# [Passage provided]
● ● ● ●

Once we spotted a girl from the patio of his restaurant in Little Five Points who had fake breasts big enough to be seen with the naked eye from outer space, yet she wore a T-shirt with "Stop staring at these" written across her chest. Michael and I decided she should have been wearing a sign that says, "I paid good money to become a physical freak, ogle all you want," and it would also have been fitting to force her to cap her nipples with little rotating plastic propellers that beep warnings like an approaching fork lift, because a rack like hers is a hazard.

"That's huge," he said. "Huge in a bad way." But in the end I think it's important to point out that Michael hates all fake breasts, whereas I just hated her.

Because, personally, knockers are not that important to me, which is too bad because fake tits are not even expensive anymore, especially when you get a load of some of the strippers around town. I swear, you'd think these girls got their boobs done by some guy in a van. Last week Michael tried to get me to meet him at the Cheetah by holding my gift certificates hostage inside. "If you want them, you'll have to come in here and get them," he said to me over my cell phone.

"Like hell I'm going into the damn Cheetah," I replied. First off, I'm still mad at the Cheetah from an incident about five years ago when I pulled up in a limo stuffed with drunk bachelorettes and the doorman wouldn't let us inside. I happen to know for a fact that we were all very good tippers, and we weren't even all female. Grant was there, playing his usual ringmaster to the whole psycho circus ("Honey," he'd called me from the limo before picking me up, "wear black and look slutty"), and so was Matt, the limo driver, who was prettier than any of us and probably most of the strippers inside as well. Even so he couldn't get the doorman to let a limo full of girlfriends into the Cheetah, and I'm still smarting from having been discriminated against.

Besides, all Michael and I would have done in there is commence our customary fake-boob assessment. I have a feeling that's the primary reason Michael goes to strip clubs, so he can complain about breast implants. And until Michael started his conspiracy theories on the Fake-Tit Militia, I always thought men couldn't care less about breast authenticity. "The bigger the better," I thought they were thinking, and who cares if the girl uses them to caulk up bathroom tile during her off-sex hours.

● ● ● ●

# [Required action 1]
Translate this sentence from the passage about the Cheetah strip club into Spanish: "First off, I'm still mad at the Cheetah from an incident about five years ago when I pulled up in a limo stuffed with drunk bachelorettes and the doorman wouldn't let us inside."
# [Required action 2]
Carry on the essay about Michael and fake breasts after its final paragraph, in the same first-person, wisecracking voice.

● ● ● ●

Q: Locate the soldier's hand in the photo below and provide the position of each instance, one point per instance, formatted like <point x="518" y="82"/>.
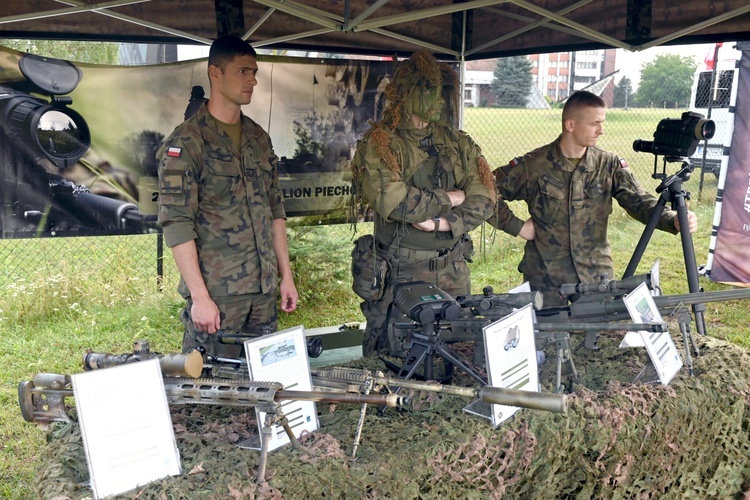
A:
<point x="429" y="225"/>
<point x="205" y="315"/>
<point x="457" y="197"/>
<point x="289" y="296"/>
<point x="692" y="222"/>
<point x="527" y="231"/>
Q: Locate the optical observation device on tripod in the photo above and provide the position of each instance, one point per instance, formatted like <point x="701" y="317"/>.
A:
<point x="678" y="137"/>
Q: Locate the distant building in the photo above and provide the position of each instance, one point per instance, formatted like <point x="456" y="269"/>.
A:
<point x="555" y="76"/>
<point x="137" y="54"/>
<point x="558" y="75"/>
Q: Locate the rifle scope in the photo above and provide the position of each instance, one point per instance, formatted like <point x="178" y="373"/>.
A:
<point x="51" y="129"/>
<point x="605" y="286"/>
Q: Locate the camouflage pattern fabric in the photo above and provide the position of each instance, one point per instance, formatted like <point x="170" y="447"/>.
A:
<point x="224" y="200"/>
<point x="570" y="207"/>
<point x="415" y="194"/>
<point x="255" y="314"/>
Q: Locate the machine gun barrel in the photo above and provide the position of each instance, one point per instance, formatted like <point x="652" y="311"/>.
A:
<point x="613" y="309"/>
<point x="42" y="400"/>
<point x="688" y="299"/>
<point x="353" y="380"/>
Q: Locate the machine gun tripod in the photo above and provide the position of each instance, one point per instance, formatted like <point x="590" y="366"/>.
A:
<point x="427" y="306"/>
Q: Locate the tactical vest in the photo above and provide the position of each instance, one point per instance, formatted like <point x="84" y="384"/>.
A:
<point x="434" y="173"/>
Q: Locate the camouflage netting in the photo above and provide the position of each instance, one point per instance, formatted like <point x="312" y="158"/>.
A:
<point x="618" y="439"/>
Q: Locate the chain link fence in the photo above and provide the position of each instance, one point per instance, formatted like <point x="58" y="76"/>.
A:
<point x="503" y="133"/>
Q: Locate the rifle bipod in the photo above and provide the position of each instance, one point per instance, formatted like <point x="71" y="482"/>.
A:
<point x="562" y="348"/>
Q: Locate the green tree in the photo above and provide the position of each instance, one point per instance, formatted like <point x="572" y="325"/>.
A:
<point x="666" y="82"/>
<point x="512" y="82"/>
<point x="69" y="50"/>
<point x="623" y="95"/>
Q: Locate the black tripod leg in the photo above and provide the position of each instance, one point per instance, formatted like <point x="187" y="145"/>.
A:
<point x="450" y="356"/>
<point x="690" y="266"/>
<point x="646" y="236"/>
<point x="414" y="358"/>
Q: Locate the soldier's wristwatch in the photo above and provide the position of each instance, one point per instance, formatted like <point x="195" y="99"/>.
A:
<point x="436" y="220"/>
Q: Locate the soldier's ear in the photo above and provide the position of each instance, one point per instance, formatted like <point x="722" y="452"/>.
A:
<point x="569" y="125"/>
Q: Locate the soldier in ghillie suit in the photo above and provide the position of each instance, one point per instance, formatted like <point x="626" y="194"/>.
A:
<point x="568" y="186"/>
<point x="222" y="210"/>
<point x="428" y="186"/>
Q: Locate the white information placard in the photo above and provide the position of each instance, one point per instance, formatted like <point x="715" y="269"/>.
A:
<point x="660" y="346"/>
<point x="126" y="426"/>
<point x="524" y="287"/>
<point x="634" y="339"/>
<point x="282" y="357"/>
<point x="511" y="357"/>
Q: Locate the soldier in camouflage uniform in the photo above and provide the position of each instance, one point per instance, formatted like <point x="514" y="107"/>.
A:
<point x="428" y="185"/>
<point x="222" y="210"/>
<point x="568" y="186"/>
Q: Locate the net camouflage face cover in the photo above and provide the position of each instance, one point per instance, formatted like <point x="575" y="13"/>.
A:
<point x="425" y="102"/>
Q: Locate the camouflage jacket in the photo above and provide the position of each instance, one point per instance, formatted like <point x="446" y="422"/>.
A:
<point x="570" y="208"/>
<point x="413" y="186"/>
<point x="224" y="200"/>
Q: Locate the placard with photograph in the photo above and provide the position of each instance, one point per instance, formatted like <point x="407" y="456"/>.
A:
<point x="634" y="339"/>
<point x="126" y="426"/>
<point x="511" y="358"/>
<point x="282" y="357"/>
<point x="660" y="346"/>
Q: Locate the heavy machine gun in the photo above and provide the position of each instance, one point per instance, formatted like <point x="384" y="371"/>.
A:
<point x="43" y="399"/>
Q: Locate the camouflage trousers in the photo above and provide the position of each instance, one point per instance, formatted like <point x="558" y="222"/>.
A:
<point x="255" y="314"/>
<point x="449" y="272"/>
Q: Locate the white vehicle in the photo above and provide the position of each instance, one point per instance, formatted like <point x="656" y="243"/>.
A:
<point x="714" y="96"/>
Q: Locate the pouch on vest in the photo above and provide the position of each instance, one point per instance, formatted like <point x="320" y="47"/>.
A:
<point x="370" y="271"/>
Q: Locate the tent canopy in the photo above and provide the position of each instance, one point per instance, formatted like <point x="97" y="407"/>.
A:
<point x="473" y="29"/>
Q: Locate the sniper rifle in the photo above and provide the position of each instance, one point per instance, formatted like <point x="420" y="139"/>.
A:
<point x="42" y="401"/>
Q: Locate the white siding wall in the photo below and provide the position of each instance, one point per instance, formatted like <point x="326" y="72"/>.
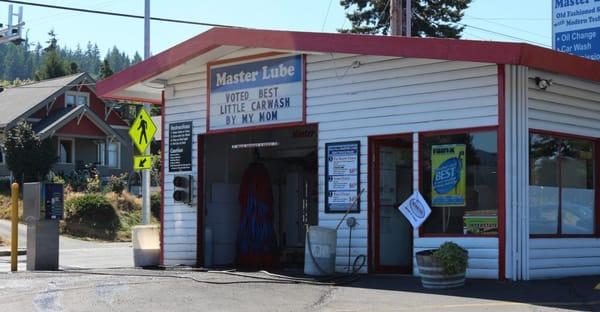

● ● ● ●

# [Exercise result 1]
En primer lugar, todavía le guardo rencor al Cheetah por un incidente de hace unos cinco años, cuando llegué en una limusina atestada de chicas borrachas de despedida de soltera y el portero no nos dejó entrar.

# [Exercise result 2]
But I guess genuineness matters to some people. Once I spent five days sick in Vienna in a hotel room with a TV that offered only two English-speaking channels, one of which was a Pay-Per-View porno station. The plots were a little unclear because I could only watch three minutes at a time before the film was automatically charged to my room. So it was more of a porno peep show, really. But anyway, all the girls had gargantuan gazangas and all the men had penises the size of sewage pipes. They were huge in a bad way.

But aside from the fake dialogue and the fake augments and the fake "fuck-face" expressions, the men all looked like they were having a great time while the women all looked like they were getting clubbed to death, and I found this to be very genuine. Because the truth is, most women don't appreciate feeling like they're being trampled on by buffalo while having sex. A lot of us would just like be able to walk away from the experience with ... well, we'd just like to be able to still walk.

In the end, Michael didn't make me go to the Cheetah to get the gift certificates. He gave them to me later and even let me borrow his truck to haul beer to the benefit I was co-hosting for my friend, Pat Kelly, who had just been diagnosed with cancer. The benefit was boffo. People came out in droves to lend their support, even people neither of us knew, such as the lady who donated a collection of watercolors to be auctioned, making this one of the few occasions I can recall in which no amount of faking it was needed on any level to bring the goodness out in people. Even craggy Michael was impressed.

"That's huge," he said when I told him what we'd made. "Huge in a good way."

(Thanks to everyone who attended. Special thanks to Susan at Dish restaurant and Greg at Atlanta Brewing Co., and, oh yeah, Michael at the Vortex.)